*** Data for this task ***

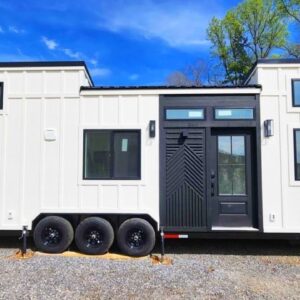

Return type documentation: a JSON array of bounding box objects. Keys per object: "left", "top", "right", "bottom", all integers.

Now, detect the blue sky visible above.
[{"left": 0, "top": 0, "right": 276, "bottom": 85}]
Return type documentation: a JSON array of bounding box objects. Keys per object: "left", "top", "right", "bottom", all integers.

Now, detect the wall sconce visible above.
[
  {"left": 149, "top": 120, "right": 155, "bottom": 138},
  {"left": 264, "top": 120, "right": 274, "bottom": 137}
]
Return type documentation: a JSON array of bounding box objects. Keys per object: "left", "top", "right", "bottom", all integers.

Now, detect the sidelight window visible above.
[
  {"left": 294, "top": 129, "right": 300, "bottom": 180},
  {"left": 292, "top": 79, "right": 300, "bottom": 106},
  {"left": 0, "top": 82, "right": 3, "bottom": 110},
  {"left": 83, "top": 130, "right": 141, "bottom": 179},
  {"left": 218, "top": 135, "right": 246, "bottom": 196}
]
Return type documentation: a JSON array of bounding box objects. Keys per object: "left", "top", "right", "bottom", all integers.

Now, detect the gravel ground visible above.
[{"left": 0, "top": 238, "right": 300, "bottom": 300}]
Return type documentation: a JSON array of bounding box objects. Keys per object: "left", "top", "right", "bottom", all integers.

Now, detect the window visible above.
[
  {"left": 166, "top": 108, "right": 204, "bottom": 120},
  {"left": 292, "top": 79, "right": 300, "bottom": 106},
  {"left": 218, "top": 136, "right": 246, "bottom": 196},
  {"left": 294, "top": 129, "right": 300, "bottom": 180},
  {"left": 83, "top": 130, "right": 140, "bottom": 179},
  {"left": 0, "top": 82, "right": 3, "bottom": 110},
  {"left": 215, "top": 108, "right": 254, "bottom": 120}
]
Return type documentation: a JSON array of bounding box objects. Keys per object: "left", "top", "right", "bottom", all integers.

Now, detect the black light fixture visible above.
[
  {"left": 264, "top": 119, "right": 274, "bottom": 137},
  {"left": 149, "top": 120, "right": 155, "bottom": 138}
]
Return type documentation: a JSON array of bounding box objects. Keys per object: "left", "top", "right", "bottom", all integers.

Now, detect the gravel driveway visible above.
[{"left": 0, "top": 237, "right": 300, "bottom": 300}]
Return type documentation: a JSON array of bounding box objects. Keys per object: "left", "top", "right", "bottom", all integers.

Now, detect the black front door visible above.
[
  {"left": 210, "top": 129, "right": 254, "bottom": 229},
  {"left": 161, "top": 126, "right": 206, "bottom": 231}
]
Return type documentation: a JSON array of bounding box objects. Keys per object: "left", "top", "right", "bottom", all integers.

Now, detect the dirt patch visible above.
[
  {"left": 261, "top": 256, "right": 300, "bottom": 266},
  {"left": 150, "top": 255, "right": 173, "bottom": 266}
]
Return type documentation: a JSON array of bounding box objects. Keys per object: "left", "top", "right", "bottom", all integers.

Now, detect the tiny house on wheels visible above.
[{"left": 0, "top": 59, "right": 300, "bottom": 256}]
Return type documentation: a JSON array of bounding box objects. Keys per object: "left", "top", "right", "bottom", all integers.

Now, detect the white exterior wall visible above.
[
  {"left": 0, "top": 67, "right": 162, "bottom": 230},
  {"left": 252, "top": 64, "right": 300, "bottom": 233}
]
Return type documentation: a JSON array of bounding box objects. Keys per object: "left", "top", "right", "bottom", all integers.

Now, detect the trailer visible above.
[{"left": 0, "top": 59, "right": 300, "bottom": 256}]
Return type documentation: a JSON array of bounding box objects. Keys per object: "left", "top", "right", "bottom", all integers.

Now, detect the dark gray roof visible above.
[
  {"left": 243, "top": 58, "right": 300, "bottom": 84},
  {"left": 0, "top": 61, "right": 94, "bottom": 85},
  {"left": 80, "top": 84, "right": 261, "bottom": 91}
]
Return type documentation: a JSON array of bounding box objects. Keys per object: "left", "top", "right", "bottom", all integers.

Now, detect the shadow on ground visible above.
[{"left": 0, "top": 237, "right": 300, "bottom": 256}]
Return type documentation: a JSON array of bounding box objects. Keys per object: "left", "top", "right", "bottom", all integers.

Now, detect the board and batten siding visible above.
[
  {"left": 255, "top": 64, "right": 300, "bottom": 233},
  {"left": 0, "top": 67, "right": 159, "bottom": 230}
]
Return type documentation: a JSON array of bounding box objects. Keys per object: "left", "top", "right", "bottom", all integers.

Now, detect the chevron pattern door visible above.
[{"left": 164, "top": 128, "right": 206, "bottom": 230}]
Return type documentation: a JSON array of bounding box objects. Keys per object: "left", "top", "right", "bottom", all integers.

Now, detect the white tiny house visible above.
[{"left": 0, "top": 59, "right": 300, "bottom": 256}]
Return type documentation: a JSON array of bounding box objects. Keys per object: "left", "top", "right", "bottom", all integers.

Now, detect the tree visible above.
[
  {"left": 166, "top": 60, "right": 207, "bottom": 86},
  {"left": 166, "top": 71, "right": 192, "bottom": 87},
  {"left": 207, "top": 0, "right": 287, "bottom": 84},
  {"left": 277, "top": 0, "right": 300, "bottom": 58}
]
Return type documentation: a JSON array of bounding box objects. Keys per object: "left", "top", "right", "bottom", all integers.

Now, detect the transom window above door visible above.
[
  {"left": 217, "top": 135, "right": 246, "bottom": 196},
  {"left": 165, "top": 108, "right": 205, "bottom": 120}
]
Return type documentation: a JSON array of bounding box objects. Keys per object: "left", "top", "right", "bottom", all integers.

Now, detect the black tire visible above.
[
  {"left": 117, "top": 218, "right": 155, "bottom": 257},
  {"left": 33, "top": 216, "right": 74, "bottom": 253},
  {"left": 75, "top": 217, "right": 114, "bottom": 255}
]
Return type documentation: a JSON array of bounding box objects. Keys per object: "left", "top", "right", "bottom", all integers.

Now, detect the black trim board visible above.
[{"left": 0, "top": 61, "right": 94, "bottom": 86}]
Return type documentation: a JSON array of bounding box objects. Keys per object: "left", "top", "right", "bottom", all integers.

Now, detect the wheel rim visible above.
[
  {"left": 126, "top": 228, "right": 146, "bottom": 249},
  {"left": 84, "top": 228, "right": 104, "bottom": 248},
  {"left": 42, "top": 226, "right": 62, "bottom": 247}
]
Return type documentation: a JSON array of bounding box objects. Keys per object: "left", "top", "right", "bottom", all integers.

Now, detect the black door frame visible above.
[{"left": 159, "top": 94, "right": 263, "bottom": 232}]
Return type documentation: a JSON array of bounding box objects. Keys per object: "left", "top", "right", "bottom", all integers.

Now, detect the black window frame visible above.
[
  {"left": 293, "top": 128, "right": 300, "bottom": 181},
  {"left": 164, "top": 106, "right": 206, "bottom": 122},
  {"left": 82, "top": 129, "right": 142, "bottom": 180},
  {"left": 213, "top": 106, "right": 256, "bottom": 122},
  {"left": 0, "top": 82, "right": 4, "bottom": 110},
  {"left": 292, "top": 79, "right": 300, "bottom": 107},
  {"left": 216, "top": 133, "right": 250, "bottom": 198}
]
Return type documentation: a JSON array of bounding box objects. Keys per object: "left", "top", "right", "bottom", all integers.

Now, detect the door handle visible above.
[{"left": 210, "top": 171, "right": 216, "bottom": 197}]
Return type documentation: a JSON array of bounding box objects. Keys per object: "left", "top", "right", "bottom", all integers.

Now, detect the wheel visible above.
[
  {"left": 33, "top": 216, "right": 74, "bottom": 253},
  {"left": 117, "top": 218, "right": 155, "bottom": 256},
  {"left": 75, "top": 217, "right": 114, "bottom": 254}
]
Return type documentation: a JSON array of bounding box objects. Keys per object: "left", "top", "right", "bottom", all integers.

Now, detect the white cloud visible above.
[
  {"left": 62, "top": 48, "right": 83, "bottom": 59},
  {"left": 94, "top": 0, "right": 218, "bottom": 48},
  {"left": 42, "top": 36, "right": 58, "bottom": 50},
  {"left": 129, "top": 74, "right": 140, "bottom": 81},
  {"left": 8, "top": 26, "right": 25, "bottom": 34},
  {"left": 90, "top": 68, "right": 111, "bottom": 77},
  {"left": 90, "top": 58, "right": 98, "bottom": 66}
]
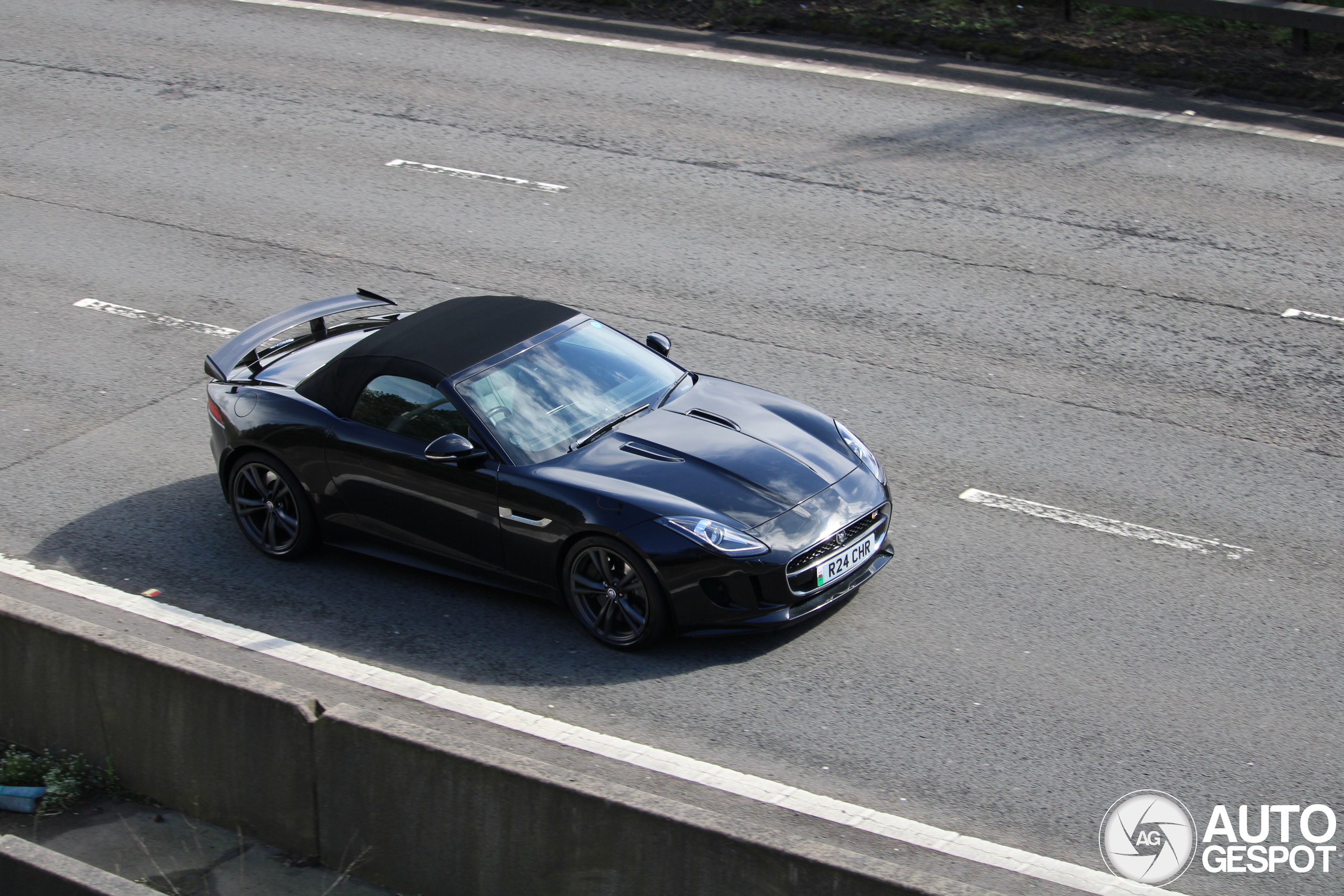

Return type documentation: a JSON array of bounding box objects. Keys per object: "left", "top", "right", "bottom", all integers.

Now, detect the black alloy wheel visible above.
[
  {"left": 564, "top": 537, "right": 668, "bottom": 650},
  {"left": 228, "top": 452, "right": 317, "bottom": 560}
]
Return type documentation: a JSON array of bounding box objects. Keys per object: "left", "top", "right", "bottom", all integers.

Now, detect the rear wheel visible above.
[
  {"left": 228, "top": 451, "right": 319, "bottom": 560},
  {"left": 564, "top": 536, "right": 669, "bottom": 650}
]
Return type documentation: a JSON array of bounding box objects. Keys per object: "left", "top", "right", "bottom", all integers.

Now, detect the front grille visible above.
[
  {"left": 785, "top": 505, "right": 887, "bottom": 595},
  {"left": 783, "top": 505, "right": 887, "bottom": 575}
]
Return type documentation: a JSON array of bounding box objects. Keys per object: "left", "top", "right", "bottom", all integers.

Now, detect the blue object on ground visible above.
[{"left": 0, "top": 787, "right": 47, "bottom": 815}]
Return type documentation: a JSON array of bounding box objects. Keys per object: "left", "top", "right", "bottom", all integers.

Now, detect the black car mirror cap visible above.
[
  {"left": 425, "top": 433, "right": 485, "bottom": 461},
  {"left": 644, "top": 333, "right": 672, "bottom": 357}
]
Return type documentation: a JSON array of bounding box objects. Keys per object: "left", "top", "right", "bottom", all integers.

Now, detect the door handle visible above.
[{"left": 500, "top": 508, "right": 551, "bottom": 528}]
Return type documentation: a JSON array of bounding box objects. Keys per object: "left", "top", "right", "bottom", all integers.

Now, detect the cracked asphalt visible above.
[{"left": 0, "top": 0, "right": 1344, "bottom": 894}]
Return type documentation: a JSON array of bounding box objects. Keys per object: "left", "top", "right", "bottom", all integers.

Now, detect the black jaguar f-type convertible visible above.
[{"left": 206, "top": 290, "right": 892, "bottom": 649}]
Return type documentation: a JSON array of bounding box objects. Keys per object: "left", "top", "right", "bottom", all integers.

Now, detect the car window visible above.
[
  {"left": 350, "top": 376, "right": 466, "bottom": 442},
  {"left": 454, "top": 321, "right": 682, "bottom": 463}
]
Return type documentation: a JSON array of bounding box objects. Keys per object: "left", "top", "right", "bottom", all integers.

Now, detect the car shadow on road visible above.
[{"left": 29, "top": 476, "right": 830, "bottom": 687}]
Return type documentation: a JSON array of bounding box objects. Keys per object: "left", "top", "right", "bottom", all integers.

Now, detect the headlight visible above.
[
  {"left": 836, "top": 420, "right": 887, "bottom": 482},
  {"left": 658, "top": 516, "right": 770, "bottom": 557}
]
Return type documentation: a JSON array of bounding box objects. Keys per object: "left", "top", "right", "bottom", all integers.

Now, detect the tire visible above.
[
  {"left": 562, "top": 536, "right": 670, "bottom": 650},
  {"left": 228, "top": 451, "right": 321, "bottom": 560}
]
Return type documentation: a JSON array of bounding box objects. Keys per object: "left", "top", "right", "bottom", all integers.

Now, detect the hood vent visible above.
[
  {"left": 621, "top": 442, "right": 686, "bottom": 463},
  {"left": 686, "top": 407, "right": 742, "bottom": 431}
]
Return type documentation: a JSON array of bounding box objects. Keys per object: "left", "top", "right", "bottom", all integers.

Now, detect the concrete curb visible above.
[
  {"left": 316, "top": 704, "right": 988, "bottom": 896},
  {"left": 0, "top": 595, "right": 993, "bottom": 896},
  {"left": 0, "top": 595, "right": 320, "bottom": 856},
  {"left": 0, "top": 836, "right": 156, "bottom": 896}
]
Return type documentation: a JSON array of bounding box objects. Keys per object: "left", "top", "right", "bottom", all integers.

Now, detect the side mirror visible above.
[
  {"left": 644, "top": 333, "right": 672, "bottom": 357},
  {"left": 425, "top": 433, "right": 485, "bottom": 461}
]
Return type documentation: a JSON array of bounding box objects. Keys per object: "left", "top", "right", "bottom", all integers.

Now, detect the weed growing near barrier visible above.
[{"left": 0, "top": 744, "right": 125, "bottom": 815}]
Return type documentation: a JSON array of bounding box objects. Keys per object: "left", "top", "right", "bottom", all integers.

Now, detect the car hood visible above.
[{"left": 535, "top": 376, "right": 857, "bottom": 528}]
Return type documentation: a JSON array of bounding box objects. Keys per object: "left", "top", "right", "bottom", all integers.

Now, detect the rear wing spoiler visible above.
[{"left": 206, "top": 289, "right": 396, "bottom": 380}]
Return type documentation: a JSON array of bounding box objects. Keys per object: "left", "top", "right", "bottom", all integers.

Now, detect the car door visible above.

***

**Aim**
Identify every line in the rows above that contains the string "house", and copy each of those lines. Matching is case-sensitive.

**Exercise response**
Now, detect the tiny house on wheels visible above.
Now, detect the white tiny house visible above.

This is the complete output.